• **EXTRAIT DU TEXTE**:
/---

Kiefer est avant tout un grand metteur en scène qui organise les idées et les matériaux en grand théâtre, que ce soit sur des tableaux géants ou en installations.

Une installation monumentale accueille le visiteur dans le hall d’entrée du Centre Pompidou. L’oeuvre ressemble à celles que l’artiste a réalisées à Barjac (Gard), son lieu de vie et de travail entre 1993 et 2007. C’est une « maison tour » ressemblant à une sorte de grande cabine de projection sur laquelle on peut grimper et à l’intérieur de laquelle des milliers de photographies prises par Anselm Kiefer au cours de sa carrière sont collées à des bandes de plomb opaques. « Ce n’est pas une projection, c’est une introspection pourrait-on dire », explique l’artiste dans un entretien avec le commissaire de l’exposition Jean-Michel Bouhours. Comme une suite de souvenirs déroulée, ces bandes alimentent la réflexion de l’artiste sur le temps et la mémoire, deux thèmes au cœur de son œuvre.

Une deuxième installation créée en 2015 – intitulée Pour Madame de Staël : de l’Allemagne, en hommage à Madame de Staël et au romantisme allemand qu’elle a introduit en France à l’époque napoléonienne – attend le visiteur dans la dernière salle.

Dans un sens, on pourrait qualifier l’œuvre de Kiefer de romantique, que ce soit dans l’héritage culturel qu’il aborde, les mythes germaniques ou les grands poètes allemands tels Goethe, Schiller ou Heinrich Heine, que ce soit dans la mélancolie qui émane de ses tableaux, les fantômes du passé qui le hantent ou que ce soit dans la taille démesurée de ses tableaux et la présence dense de la matière. Mais face à cette admiration devant les noms des grands poètes et philosophes qui ont mené le romantisme, Kiefer nous dit : « Attention », car ce mouvement a engendré également des monstres tels que le national socialisme ou la terroriste Ulrike Meinhof, membre de la bande à Baader.

Identité et mémoire

Kiefer, l’un des artistes fondamentaux de l’Allemagne d’après-guerre aborde avec une intensité plastique spectaculaire l’identité et la mémoire, l’amnésie, le deuil, les mythes germaniques, la culture yiddish disparue sous les cendres, les ruines et la création mais aussi la Kabbale, le Talmud qu’il découvre dans ses visites à Jérusalem ou encore la mythologie égyptienne et le bouddhisme. Le point convergent entre tous ces mythes se reflète dans le choix des matériaux comme la paille et le plomb, liés à l’alchimie, à la transmutation et à la résurrection.

\---

• **DONNÉES EXTRAITES**:
/---

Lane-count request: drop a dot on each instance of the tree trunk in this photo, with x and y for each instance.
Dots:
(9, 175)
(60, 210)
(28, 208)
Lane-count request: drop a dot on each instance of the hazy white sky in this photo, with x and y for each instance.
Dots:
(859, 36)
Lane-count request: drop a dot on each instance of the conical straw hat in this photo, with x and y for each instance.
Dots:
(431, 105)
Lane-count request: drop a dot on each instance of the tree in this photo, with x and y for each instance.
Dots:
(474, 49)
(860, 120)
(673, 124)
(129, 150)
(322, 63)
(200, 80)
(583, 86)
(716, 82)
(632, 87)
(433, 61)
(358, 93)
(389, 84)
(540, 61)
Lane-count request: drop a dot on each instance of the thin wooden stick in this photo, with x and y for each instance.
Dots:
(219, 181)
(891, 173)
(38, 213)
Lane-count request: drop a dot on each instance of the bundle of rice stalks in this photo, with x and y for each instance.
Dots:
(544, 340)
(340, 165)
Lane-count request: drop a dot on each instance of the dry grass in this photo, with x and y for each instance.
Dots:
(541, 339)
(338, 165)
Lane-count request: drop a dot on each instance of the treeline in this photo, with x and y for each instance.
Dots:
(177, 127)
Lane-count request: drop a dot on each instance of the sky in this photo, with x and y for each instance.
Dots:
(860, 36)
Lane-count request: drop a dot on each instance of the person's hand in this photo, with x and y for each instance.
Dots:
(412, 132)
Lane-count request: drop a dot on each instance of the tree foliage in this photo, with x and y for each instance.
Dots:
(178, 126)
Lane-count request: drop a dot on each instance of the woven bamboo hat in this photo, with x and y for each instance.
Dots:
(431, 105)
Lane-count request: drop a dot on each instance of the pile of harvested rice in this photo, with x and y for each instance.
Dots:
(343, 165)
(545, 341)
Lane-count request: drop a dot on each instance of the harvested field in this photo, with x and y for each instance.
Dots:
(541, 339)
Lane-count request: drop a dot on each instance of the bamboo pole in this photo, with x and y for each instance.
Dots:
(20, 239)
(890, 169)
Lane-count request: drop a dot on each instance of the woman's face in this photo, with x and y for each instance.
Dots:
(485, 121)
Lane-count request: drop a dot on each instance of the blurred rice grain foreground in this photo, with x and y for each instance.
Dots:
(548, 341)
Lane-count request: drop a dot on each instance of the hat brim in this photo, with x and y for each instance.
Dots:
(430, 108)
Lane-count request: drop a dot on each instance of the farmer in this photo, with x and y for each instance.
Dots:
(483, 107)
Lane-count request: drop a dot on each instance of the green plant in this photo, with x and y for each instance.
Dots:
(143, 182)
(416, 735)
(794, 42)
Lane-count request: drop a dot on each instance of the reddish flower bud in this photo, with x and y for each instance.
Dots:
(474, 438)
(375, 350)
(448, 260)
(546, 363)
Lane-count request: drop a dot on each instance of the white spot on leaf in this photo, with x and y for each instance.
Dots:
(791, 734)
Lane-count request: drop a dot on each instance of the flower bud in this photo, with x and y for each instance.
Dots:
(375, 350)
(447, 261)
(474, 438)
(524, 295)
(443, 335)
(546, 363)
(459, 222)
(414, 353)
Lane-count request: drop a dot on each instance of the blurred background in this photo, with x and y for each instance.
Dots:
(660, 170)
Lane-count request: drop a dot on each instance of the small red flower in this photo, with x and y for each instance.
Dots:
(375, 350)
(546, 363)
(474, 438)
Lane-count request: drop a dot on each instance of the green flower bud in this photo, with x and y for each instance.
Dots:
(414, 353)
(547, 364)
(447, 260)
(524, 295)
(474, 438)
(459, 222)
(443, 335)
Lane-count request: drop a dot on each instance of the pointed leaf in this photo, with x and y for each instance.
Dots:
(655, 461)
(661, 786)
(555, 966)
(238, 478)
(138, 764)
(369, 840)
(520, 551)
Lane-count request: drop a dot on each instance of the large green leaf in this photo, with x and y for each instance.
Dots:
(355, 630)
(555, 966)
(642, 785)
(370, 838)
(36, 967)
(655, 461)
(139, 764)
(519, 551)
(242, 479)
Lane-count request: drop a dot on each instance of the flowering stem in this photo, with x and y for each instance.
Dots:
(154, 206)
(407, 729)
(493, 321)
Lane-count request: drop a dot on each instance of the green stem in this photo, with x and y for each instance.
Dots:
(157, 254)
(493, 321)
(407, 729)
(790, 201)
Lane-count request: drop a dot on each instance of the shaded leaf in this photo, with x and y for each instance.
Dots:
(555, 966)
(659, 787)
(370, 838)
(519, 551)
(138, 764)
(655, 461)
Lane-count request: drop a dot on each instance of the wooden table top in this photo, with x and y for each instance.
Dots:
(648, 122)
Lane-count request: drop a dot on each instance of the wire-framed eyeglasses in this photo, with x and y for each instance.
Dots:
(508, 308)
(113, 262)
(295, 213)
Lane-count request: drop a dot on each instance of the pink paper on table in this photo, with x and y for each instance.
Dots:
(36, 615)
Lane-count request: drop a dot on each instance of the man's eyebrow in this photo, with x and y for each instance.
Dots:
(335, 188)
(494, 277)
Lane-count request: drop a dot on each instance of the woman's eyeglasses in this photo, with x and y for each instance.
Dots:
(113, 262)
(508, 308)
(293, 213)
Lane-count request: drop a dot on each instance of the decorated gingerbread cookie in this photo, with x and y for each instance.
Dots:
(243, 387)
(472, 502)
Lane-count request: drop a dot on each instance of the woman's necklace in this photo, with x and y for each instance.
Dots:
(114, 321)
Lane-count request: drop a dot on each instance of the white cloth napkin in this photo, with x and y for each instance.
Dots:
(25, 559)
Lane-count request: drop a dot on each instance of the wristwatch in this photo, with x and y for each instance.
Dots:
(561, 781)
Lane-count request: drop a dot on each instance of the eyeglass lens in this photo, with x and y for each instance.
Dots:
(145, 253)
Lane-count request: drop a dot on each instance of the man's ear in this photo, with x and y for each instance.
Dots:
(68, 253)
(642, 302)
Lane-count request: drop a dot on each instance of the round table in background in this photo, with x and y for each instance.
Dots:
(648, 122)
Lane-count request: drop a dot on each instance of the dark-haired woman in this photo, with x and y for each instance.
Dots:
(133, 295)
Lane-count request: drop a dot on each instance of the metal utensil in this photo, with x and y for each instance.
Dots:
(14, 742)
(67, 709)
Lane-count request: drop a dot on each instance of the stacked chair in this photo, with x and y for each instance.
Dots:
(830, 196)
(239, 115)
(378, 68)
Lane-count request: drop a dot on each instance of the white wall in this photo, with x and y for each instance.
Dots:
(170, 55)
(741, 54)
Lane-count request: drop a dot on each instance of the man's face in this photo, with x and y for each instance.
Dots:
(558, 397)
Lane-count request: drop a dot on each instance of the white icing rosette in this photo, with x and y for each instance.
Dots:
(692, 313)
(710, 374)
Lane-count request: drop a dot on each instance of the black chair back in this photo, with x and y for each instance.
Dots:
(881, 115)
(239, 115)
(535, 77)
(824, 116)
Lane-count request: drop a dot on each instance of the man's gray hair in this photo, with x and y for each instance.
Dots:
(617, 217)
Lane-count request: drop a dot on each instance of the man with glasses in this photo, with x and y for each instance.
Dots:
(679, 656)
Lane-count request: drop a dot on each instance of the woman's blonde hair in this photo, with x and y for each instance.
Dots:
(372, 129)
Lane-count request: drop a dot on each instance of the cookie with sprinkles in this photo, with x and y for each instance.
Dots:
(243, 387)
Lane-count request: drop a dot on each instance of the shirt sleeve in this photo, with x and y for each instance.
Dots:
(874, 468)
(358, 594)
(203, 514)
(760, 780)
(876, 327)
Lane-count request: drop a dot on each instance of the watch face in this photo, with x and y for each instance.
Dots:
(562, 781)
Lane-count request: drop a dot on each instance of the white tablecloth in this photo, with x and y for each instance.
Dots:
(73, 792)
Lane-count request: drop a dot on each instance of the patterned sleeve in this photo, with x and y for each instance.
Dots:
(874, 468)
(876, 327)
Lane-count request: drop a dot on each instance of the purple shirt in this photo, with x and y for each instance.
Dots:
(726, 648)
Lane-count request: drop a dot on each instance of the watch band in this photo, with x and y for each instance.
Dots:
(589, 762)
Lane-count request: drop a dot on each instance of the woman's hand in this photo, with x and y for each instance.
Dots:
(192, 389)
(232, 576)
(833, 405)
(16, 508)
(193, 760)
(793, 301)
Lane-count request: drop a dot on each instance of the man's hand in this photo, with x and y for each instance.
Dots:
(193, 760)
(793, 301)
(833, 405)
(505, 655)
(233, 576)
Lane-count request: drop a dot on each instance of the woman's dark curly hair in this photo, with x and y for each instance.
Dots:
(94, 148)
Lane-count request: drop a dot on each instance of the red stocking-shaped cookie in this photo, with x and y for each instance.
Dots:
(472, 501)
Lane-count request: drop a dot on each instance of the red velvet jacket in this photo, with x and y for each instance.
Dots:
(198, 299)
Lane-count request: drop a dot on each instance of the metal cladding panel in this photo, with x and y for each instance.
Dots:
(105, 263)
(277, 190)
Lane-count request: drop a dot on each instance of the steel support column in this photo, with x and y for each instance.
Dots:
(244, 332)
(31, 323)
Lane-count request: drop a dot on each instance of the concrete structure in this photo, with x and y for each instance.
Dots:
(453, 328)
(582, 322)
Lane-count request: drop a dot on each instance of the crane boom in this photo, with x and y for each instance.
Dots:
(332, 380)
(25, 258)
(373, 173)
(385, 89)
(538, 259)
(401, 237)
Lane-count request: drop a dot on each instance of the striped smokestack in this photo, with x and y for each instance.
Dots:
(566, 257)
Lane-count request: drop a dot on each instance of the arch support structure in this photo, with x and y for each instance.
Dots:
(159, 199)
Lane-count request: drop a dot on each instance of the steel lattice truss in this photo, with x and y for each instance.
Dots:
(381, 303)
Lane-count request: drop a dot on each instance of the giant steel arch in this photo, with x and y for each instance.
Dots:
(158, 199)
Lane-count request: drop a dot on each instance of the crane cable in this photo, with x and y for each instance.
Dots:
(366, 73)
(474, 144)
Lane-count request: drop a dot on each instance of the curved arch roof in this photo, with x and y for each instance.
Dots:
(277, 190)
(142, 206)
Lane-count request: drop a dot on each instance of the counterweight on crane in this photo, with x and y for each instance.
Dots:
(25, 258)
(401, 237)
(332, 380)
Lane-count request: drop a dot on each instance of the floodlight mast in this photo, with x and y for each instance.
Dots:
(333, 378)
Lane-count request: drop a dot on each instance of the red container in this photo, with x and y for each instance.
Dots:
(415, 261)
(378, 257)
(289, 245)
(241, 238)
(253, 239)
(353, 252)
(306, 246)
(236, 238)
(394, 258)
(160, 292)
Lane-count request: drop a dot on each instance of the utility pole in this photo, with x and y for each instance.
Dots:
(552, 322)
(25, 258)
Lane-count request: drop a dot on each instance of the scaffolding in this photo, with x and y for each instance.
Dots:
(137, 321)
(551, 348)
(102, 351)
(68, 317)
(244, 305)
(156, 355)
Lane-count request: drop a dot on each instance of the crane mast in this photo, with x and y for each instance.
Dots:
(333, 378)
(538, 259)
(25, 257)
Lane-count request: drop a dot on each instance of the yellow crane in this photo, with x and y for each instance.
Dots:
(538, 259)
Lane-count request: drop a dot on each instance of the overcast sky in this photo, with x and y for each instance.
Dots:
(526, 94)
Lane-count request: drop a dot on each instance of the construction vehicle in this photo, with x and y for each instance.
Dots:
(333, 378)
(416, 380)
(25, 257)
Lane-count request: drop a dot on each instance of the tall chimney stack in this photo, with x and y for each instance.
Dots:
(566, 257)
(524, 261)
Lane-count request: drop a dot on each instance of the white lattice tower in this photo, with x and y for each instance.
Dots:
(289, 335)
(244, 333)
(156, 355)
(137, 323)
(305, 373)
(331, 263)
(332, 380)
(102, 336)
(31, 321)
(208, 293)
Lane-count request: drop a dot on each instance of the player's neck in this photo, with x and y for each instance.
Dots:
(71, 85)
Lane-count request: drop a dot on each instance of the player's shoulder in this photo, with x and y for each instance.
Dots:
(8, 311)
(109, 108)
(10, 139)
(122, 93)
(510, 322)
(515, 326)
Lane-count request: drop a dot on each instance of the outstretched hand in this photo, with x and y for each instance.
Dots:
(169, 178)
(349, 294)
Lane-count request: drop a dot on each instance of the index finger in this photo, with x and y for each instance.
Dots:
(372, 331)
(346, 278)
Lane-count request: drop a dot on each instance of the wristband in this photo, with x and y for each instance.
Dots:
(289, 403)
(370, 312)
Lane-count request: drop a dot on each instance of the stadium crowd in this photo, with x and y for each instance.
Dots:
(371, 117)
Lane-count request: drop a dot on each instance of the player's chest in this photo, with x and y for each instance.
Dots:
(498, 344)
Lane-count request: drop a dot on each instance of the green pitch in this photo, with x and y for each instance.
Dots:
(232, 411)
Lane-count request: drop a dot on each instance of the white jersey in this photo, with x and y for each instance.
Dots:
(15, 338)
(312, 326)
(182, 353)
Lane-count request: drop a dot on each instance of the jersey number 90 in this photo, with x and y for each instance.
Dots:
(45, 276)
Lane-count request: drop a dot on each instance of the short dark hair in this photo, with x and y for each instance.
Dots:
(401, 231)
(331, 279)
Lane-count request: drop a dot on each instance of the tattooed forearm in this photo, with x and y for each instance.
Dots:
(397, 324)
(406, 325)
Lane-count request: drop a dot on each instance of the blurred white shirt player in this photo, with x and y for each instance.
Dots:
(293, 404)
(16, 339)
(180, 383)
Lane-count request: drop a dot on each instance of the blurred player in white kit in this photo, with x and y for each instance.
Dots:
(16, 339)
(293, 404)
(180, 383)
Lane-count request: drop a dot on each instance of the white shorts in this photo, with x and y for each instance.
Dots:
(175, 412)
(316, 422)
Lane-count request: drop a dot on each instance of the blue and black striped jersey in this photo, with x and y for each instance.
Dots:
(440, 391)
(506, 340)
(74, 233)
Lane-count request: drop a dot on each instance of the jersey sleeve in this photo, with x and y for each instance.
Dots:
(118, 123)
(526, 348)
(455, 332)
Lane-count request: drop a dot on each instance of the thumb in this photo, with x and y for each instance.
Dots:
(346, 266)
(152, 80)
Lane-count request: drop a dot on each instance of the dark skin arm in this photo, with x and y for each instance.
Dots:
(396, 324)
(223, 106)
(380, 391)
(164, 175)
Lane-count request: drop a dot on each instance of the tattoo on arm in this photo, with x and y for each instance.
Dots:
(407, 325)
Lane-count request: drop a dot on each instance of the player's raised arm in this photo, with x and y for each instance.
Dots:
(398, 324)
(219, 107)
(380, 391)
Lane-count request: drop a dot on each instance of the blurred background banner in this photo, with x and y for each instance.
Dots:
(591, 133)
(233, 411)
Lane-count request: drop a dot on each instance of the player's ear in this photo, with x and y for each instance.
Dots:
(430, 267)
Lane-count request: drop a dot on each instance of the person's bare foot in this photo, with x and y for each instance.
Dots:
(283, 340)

\---

• **OBJECTIF DE LA TÂCHE**: Prolongez le texte consacré à l'œuvre d'Anselm Kiefer en reprenant juste après sa dernière phrase.

• **RÉSULTAT ATTENDU**:
Anselm Kiefer rentre dans la conscience publique en 1969 avec la série Occupations dans laquelle on le voit habillé du manteau militaire de son père, ancien soldat dans la Wehrmacht, faisant le salut nazi à côté des monuments historiques en Europe. D’ailleurs dans une des photos de la série il se présente comme l’icône romantique Le Voyageur contemplant une mer de nuages de Caspar David Friedrich.

Kiefer a été accusé de réveiller des souvenirs qu’on aurait préféré laisser enfouis. On l’a accusé par ailleurs de tendances nationalistes, alors que l’idée était de se confronter enfin au passé nazi. De réveiller l’amnésie collective allemande pour endosser une responsabilité dont il considère ne pas devoir taire l’héritage. Pour lui, la seule façon d’être artiste allemand après la guerre est de faire face au spectre.

Saturn – Zeit [Temps de Saturne], 2015. Verre, métal, argile, acrylique, plomb, cuivre, résine et encre. 152 x 180 x 70 cm. Collection particulière. (© Georges Poncet)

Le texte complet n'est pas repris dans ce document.